What the exercise asks
Look below for the line with "Exercise. Mark the white trailer", then give it again exactly, along with every line that comes after it, the final line included.
[Start of section]
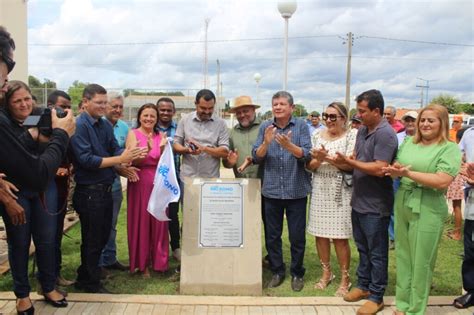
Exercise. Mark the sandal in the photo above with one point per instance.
(464, 301)
(344, 288)
(323, 283)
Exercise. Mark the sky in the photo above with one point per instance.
(159, 45)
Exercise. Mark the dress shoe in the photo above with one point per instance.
(28, 311)
(39, 290)
(355, 295)
(276, 280)
(58, 303)
(370, 308)
(464, 301)
(117, 266)
(297, 283)
(60, 280)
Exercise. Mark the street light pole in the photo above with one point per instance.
(286, 8)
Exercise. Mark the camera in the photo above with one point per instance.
(41, 118)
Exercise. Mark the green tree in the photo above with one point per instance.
(75, 91)
(448, 101)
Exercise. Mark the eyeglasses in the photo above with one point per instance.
(9, 62)
(332, 117)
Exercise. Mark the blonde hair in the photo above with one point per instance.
(443, 116)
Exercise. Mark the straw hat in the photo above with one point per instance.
(242, 101)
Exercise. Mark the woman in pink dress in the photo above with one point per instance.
(147, 237)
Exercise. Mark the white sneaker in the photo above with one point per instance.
(177, 254)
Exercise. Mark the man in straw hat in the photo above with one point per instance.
(242, 137)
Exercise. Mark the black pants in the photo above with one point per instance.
(468, 262)
(173, 225)
(94, 207)
(296, 217)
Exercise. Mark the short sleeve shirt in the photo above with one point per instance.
(284, 176)
(372, 194)
(467, 147)
(211, 133)
(243, 139)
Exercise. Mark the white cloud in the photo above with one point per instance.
(317, 65)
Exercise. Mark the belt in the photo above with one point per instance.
(101, 187)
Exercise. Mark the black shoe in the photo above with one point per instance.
(297, 283)
(276, 280)
(464, 301)
(59, 303)
(104, 274)
(117, 266)
(28, 311)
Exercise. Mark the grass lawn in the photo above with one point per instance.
(447, 275)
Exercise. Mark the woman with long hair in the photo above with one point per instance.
(147, 237)
(427, 164)
(330, 211)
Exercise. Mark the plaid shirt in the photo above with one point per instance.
(284, 176)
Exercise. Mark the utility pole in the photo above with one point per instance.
(204, 70)
(218, 85)
(421, 97)
(427, 86)
(349, 41)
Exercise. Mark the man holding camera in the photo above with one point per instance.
(202, 139)
(96, 153)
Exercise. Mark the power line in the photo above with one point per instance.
(416, 41)
(245, 40)
(177, 42)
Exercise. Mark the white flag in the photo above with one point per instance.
(165, 185)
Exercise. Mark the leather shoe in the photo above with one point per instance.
(276, 280)
(464, 301)
(356, 294)
(117, 266)
(59, 303)
(370, 308)
(297, 283)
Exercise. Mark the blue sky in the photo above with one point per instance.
(159, 45)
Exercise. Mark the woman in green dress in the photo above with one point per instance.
(427, 163)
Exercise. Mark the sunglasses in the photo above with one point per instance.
(9, 62)
(332, 117)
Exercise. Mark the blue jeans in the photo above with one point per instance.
(391, 226)
(41, 225)
(296, 218)
(109, 254)
(371, 239)
(94, 207)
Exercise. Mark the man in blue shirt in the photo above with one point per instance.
(372, 200)
(283, 144)
(96, 153)
(113, 113)
(166, 111)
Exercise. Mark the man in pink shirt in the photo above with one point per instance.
(389, 114)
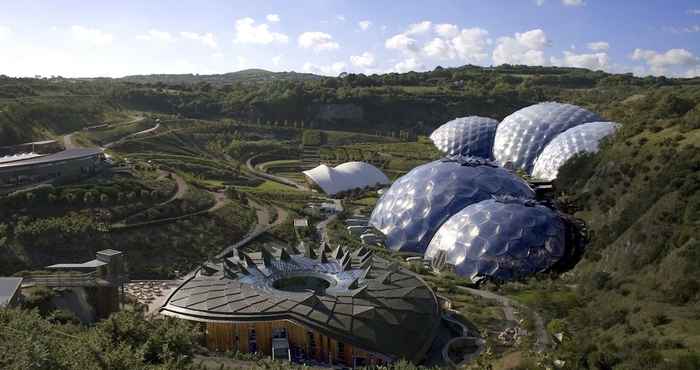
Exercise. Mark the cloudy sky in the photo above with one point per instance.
(117, 38)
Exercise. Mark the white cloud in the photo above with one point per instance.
(410, 64)
(690, 29)
(157, 36)
(328, 70)
(439, 48)
(469, 45)
(317, 41)
(419, 28)
(659, 63)
(205, 38)
(365, 60)
(693, 72)
(596, 61)
(598, 46)
(5, 33)
(91, 36)
(402, 42)
(525, 48)
(446, 30)
(247, 32)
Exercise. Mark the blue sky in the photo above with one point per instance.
(100, 38)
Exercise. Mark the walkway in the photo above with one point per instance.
(263, 225)
(267, 176)
(543, 342)
(181, 186)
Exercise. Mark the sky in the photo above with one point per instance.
(117, 38)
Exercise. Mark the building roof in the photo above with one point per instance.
(370, 303)
(471, 135)
(522, 136)
(347, 176)
(580, 139)
(69, 154)
(18, 157)
(415, 206)
(8, 289)
(502, 238)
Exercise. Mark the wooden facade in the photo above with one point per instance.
(257, 337)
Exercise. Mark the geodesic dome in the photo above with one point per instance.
(413, 208)
(579, 139)
(502, 238)
(522, 136)
(472, 136)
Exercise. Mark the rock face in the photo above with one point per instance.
(333, 112)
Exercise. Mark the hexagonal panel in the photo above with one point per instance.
(471, 136)
(580, 139)
(522, 136)
(410, 212)
(513, 251)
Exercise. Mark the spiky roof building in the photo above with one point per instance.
(332, 304)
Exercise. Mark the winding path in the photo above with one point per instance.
(262, 226)
(267, 176)
(544, 341)
(68, 139)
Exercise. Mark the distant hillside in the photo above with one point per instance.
(244, 76)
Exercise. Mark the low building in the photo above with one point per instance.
(33, 168)
(41, 147)
(10, 291)
(332, 306)
(345, 177)
(102, 278)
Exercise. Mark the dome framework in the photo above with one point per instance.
(470, 136)
(415, 206)
(580, 139)
(502, 238)
(522, 136)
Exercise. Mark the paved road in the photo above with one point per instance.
(146, 131)
(68, 139)
(262, 226)
(181, 187)
(544, 341)
(265, 175)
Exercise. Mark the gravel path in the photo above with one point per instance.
(544, 341)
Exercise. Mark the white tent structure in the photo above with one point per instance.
(347, 176)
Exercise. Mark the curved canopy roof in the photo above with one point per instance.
(66, 155)
(347, 176)
(415, 206)
(579, 139)
(471, 136)
(369, 303)
(522, 136)
(502, 238)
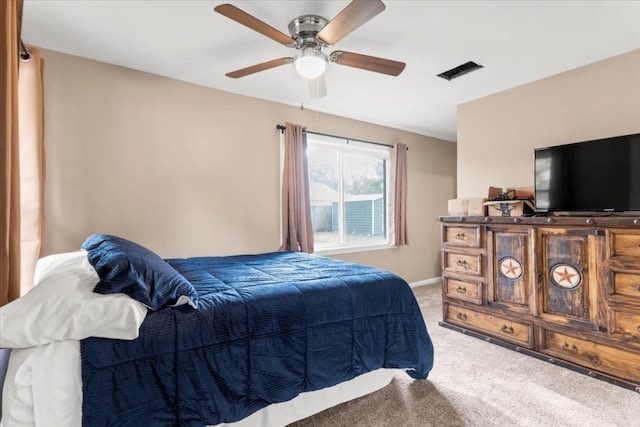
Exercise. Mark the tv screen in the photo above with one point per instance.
(601, 175)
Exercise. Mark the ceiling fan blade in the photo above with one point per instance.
(351, 17)
(255, 24)
(259, 67)
(366, 62)
(317, 87)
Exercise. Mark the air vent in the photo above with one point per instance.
(460, 70)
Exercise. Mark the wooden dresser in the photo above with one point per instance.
(562, 289)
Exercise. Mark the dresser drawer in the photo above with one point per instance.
(628, 325)
(460, 236)
(624, 243)
(611, 360)
(462, 263)
(516, 332)
(463, 290)
(627, 284)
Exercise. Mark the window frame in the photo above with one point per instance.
(350, 146)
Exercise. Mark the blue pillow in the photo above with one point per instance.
(129, 268)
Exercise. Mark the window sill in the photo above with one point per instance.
(352, 249)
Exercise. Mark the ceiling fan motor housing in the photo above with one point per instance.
(304, 30)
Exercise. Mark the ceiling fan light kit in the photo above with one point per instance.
(312, 33)
(310, 63)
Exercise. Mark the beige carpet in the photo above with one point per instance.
(474, 383)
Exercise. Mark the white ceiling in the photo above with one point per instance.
(516, 41)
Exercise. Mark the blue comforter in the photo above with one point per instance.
(268, 327)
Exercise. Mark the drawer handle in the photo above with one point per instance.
(461, 263)
(507, 329)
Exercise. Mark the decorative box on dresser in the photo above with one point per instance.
(565, 289)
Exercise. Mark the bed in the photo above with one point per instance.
(262, 339)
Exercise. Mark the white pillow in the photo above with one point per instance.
(63, 306)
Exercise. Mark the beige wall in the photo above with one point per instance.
(497, 134)
(189, 171)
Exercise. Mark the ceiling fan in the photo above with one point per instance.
(309, 35)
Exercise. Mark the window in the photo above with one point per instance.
(348, 185)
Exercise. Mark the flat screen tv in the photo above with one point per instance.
(596, 176)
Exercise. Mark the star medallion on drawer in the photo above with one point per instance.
(565, 276)
(510, 268)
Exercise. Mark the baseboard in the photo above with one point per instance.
(431, 281)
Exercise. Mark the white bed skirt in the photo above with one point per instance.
(43, 387)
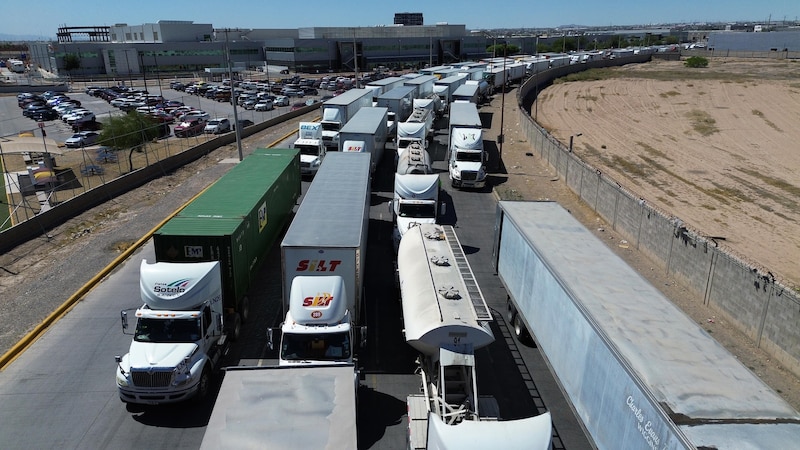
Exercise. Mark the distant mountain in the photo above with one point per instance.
(24, 37)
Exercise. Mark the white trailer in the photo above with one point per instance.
(366, 132)
(271, 407)
(312, 150)
(466, 93)
(446, 319)
(466, 156)
(400, 102)
(382, 86)
(639, 372)
(323, 268)
(338, 110)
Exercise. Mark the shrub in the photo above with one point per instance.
(696, 61)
[End of section]
Exercise result
Exercise. Mark the white trailer in the photo above with one point per instance.
(366, 132)
(271, 407)
(312, 150)
(466, 93)
(446, 319)
(466, 156)
(400, 102)
(382, 86)
(639, 372)
(323, 268)
(338, 110)
Exercise. Mark the shrub in the photo above with one point per instance.
(696, 61)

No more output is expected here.